# Rows:
»»
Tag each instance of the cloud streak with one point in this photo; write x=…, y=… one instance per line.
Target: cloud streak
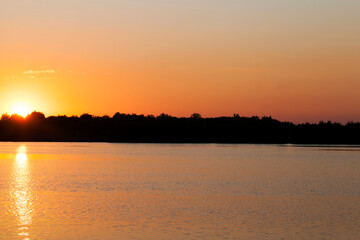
x=40, y=71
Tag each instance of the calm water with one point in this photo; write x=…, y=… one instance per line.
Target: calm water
x=145, y=191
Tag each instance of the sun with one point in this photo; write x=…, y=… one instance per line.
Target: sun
x=21, y=109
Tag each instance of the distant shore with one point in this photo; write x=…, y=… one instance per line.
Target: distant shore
x=132, y=128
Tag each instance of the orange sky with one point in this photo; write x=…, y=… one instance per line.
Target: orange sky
x=295, y=60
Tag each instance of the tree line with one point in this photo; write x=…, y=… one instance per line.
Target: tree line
x=165, y=128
««
# What is expected:
Return every row above word for word, omitting the picture.

# Answer to the exercise:
Tag each instance of the cloud streak with one point in this photo; write x=…, y=… one instance per line.
Target: cloud streak
x=40, y=71
Tag each instance of the calm water with one point in this photo; write x=…, y=… one instance per line.
Target: calm water
x=145, y=191
Tag each instance of the sun with one point in this photo; write x=…, y=… one instance per line.
Target: sun
x=21, y=109
Tag each instance of the distant shore with one point in this photo; write x=…, y=… one instance per line.
Target: distant shore
x=132, y=128
Tag each instance of the orange sky with one point in this photo; write x=…, y=… one instance per line.
Target: orange sky
x=295, y=60
Tag each instance of the tree line with one point in this photo; write x=…, y=… one instance per line.
Target: tree line
x=165, y=128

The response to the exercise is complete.